**** EXCERPT

In this case, bad connections are usually due to assembly error, such as connection to the wrong point or poor connector fabrication. Shorted failures are also seen, but usually involve misconnections (conductors inadvertently attached to grounding points) or wires pinched under box covers.
Another wiring-related problem seen in new systems is that of electrostatic or electromagnetic interference between different circuits by way of close wiring proximity. This kind of problem is easily created by routing sets of wires too close to each other (especially routing signal cables close to power conductors), and tends to be very difficult to identify and locate with test equipment.
Power supply problems
Blown fuses and tripped circuit breakers are likely sources of trouble, especially if the project in question is an addition to an already-functioning system. Loads may be larger than expected, resulting in overloading and subsequent failure of power supplies.
In the case of a newly-assembled system, component fault probabilities are not as predictable as in the case of an operating system that fails with age. Any type of component — active or passive — may be found defective or of imprecise value “out of the box” with roughly equal probability, barring any specific sensitivities in shipping (i.e fragile vacuum tubes or electrostatically sensitive semiconductor components). Moreover, these types of failures are not always as easy to identify by sight or smell as an age- or transient-induced failure.
Improper system configuration
Perhaps the most difficult to pinpoint and the slowest to be recognized (especially by the chief designer) is the problem of design error, where the system fails to function simply because it cannot function as designed. This may be as trivial as the designer specifying the wrong components in a system, or as fundamental as a system not working due to the designer’s improper knowledge of physics.

********
**** SUPPLIED DATA

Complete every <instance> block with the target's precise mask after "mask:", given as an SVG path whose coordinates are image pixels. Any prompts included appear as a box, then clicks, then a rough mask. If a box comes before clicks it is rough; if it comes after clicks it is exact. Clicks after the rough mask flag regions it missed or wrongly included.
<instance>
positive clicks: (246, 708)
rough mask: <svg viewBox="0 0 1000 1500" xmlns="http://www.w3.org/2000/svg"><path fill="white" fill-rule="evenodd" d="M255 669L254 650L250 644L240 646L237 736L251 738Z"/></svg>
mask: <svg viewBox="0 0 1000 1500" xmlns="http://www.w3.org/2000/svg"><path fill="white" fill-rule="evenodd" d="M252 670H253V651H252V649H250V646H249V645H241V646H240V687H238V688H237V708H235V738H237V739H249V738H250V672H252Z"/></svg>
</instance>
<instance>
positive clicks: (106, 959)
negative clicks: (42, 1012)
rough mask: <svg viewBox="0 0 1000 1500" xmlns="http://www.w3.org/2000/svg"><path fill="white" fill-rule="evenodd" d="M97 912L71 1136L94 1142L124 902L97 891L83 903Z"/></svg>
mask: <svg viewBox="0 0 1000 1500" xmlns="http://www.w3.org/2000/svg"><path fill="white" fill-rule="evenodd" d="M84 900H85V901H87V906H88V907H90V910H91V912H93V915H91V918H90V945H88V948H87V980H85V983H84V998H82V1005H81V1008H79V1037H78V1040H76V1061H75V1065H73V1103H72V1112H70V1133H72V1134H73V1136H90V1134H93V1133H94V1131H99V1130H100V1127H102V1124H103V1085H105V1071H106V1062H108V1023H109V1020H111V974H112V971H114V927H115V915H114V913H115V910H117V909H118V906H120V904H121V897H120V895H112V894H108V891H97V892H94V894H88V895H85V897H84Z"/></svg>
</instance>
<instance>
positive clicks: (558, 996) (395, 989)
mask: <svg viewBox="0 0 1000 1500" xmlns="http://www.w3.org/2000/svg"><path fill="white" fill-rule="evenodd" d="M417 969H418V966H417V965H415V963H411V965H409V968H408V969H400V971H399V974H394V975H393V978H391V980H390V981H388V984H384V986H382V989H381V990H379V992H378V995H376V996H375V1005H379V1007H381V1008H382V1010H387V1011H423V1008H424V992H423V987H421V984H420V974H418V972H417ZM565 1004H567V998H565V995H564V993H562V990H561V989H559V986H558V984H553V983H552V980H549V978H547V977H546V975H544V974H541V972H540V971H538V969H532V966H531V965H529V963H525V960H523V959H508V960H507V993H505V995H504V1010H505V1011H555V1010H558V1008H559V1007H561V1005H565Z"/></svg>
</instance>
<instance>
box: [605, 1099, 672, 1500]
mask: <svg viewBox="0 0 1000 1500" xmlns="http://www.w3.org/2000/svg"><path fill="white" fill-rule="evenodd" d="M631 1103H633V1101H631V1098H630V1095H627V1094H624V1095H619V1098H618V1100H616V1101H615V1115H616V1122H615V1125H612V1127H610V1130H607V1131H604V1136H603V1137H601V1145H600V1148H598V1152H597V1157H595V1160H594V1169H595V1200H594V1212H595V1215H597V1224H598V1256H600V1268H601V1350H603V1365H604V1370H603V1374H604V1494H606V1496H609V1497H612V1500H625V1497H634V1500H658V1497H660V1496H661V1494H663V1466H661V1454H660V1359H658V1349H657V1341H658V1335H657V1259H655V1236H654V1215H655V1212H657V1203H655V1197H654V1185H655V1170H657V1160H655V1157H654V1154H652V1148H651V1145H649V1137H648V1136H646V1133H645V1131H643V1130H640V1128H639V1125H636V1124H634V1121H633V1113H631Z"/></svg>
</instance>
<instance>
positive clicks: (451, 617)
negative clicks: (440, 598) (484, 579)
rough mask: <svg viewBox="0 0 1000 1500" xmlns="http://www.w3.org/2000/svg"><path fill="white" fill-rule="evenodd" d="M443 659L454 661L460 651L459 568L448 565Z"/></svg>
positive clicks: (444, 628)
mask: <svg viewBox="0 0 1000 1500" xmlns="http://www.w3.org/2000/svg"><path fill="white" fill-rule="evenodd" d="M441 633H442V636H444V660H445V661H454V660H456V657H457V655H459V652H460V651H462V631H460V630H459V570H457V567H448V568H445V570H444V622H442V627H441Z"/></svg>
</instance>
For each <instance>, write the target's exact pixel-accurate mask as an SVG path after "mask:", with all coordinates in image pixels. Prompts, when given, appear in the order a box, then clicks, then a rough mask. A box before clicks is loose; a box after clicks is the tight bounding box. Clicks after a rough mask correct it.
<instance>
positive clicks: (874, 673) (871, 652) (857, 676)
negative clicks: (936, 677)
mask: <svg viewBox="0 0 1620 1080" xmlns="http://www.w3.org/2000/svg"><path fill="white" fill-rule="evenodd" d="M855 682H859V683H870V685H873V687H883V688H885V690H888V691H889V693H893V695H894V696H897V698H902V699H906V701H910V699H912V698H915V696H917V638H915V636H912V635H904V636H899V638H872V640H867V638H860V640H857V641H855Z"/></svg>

********

## WHAT TO WORK ON
a) Duplicate the passage of the troubleshooting text starting with "Improper system configuration" and going on through "knowledge of physics.".
b) Pick out each line of the records that contains the string "negative", and copy those lines. Case counts when matching.

## SOLUTIONS BY TASK
a)
Improper system configuration
Perhaps the most difficult to pinpoint and the slowest to be recognized (especially by the chief designer) is the problem of design error, where the system fails to function simply because it cannot function as designed. This may be as trivial as the designer specifying the wrong components in a system, or as fundamental as a system not working due to the designer’s improper knowledge of physics.

b)
negative clicks: (42, 1012)
negative clicks: (440, 598) (484, 579)
negative clicks: (936, 677)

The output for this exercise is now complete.